EXCERPT PROVIDED:
>> begin

# 4x4 Hearse



## ShadowGyrlBrice (Oct 28, 2010)

Hello everyone.

I wanted to share a couple pictures of my hearse, which has become a regular part of my annual haunt. It's made from a '92 Jeep Cherokee Laredo, and stays like this year round.



















I don't have pictures of the interior yet, but I keep the rear seat folded down and a casket in the back. Things to add will be electricals in the coach lights to run flicker bulbs and curtains in the rear windows.


----------



## Merlin (The Quiet One) (Feb 23, 2006)

Cool & original. Great idea.


----------



## niteprince (Oct 16, 2010)

Very cool... Now I wish I had my old Jeep back! Beyond creative I can't wait to see it when you add the electricals!


----------



## ShadowGyrlBrice (Oct 28, 2010)

Now that I've seen the PVC candles that have been posted, I think I'll do a pair of those for the coach lights. Now just to figure out how to wire them in series and run a switch down to the cabin.


----------



## scream1973 (Dec 23, 2007)

Shouldn't be that hard to wire em up for 12 Volt and run it down the roof rack and in through the liftgate.


----------



## Murdock (May 17, 2010)

I love it! What a creative idea!


----------



## TNBrad (Sep 10, 2007)

This is a great idea
you could just use those small tea lights, or a voltage adpater from the power port (cigeret lighter) and then use flicker bulbs.

>> end

EXERCISES TO COMPLETE:
**1.** Copy the listing word for word, beginning at the line that has "Locate every instance of the tiger cub head" and stopping after the listing's final line.
**2.** Write the next part of the forum thread about the Jeep hearse, starting right after its last sentence.
The forum thread about the Jeep hearse and the listing that comes next are unrelated material.

SUPPLIED DATA:

>> begin

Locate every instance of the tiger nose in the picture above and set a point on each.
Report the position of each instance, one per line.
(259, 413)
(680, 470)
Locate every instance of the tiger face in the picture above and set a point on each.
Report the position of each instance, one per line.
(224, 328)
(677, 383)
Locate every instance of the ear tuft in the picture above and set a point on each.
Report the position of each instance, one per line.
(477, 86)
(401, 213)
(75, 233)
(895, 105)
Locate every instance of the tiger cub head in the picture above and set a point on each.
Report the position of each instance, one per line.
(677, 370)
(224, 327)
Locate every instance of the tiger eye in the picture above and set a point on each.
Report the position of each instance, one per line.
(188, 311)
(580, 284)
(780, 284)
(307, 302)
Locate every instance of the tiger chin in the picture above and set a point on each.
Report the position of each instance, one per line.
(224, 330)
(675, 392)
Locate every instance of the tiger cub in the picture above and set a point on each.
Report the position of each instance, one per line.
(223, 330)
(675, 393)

>> end

REPLIES:
**1.**
Locate every instance of the tiger cub head in the picture above and set a point on each.
Report the position of each instance, one per line.
(677, 370)
(224, 327)
Locate every instance of the tiger eye in the picture above and set a point on each.
Report the position of each instance, one per line.
(188, 311)
(580, 284)
(780, 284)
(307, 302)
Locate every instance of the tiger chin in the picture above and set a point on each.
Report the position of each instance, one per line.
(224, 330)
(675, 392)
Locate every instance of the tiger cub in the picture above and set a point on each.
Report the position of each instance, one per line.
(223, 330)
(675, 393)

**2.**
OK I have a jeep too so now I'll do this too


----------



## joker (Sep 25, 2007)

Don't forget the landau bars.
http://www.gburnscorp.com/landau.html


----------



## ShadowGyrlBrice (Oct 28, 2010)

Its all in the details. I hadn't even thought of something like that, but now as I look it certainly does need to find its way on the Jeep.


----------



## ShadowGyrlBrice (Oct 28, 2010)

TNBrad said:


> This is a great idea
> you could just use those small tea lights, or a voltage adpater from the power port (cigeret lighter) and then use flicker bulbs.
> OK I have a jeep too so now I'll do this too


That's actually what I'm thinking of doing. I figure that if I just put the switch on the tea light to "on" and solder wires into the battery compartment I can wire two of them in sequence and then just run the wires through the drivers door to the ceiling. I could then put a small battery package and a switch right there above the drivers seat.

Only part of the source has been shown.